◆ Document

<<H<ACKER MANUAL
Overview
Before the Hackathon
During the Hackathon
Travel and Accommodation
Travel to Berlin
Berlin has one airport called Berlin Brandenburg Airport "Willy Brandt" (BER) and is well connected with railway. You can take a train from European cities such as Amsterdam and Paris to travel with the convenience of comfortable high-speed trains with internet access, avoid the long security lines, missing luggages, and decrease your CO2 footprint. Check the Deutsche Bahn website for routes.
Urban Transport
Berlin is a bike friendly city. Most of the times the quickest and easiest way to getting from A to B is by bike. If you are staying longer than just a few days, you might want to consider renting a bike from Swapfiets or buying daily/monthly subscription from nextbike (bike sharing). You will also find many scooters and bikes that you can grab around the city.
On the Jelbi App you can conveniently find the public transportation tickets and info as well as carsharing, scooters, bikes etc.
Accomodation
The hackathon has a nap room where you can rest, but not make it your home. Beanbags are provided, but sleeping bags are not allowed. If you want a good sleep, then you need to find somewhere else.
Join the #couchsurfing chat and fill in the couchsurfing sheet if you are offering or looking for a couch
Since this year's ETHBerlin is coinciding with the German Cup Final and the Euroleague Final Four, it can be particularly difficult to find a place. Aside from hotels and AirBnbs, you can try to find someone in Berlin renting out temporarily for cheaper options. You can check WG-Gesucht and Facebook groups for offers and can place your own request post there. However, please be wary of the risks and potential scams.

◆ Material
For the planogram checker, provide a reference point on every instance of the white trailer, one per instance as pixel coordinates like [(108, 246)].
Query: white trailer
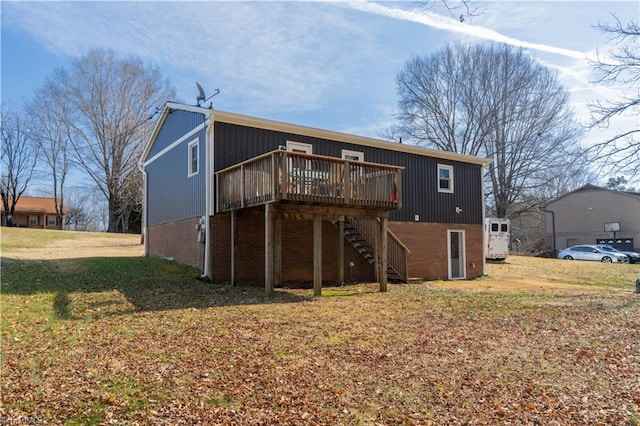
[(497, 234)]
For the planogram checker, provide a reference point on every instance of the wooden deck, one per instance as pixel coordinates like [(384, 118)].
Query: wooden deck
[(283, 176), (317, 188)]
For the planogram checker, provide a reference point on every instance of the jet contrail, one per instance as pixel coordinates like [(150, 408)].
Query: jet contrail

◆ Jobs
#1 What does the ETHBerlin hacker manual say is not allowed in the nap room?
#2 Extend the ETHBerlin hacker manual, picking up right after its final sentence.
The records can be set aside; they aren't needed here.

◆ Written responses
#1 Sleeping bags are not allowed.

#2
We recommend the districts Treptow, Kreuzberg, Neukölln, or Friedrichshain due to their proximity to the venue.
Find a Team/Hacker/Idea
Are you missing a team, a hacker, an idea? Or you have an idea that can be implemented during the hackathon? Find a match on Github or join the Hacker Matchmaking session on Friday after the opening ceremony.
Connect and Chat
The only official communication channel is the ETHBerlin Matrix space. Use it to connect with hackers and mentors, and to get updates from the organizers throughout the hackathon: #ethberlin:dod.ngo
Food and Drinks
ETHBerlin will cover all meals and drinks for the entire Hackathon, and conference coffee breaks. There will be vegan and vegetarian options provided. Just come with an open mind, a knowledge-thirsty brain and enthusiasm. Meal and snack times will be on the program.
Hacking and Rules
Hacker teams are made up of maximum of 5 people. You can find some rules and resources useful while you are hacking here.
Hacking Rules
- You must be at ETHBerlin to work on a project for submission
- Your hack must be related to decentralization, cryptography, or privacy
- You can plan ahead of time, but all code for your project has to be written during the event
- You cannot use another team's source code
- The decision of judges is final for determining prizes and awards
- Please comply with all instructions from ETHBerlin organizers
- (Added this) Your project cannot be focused on distributing the prize to event participants
- Please respect our Code of Conduct!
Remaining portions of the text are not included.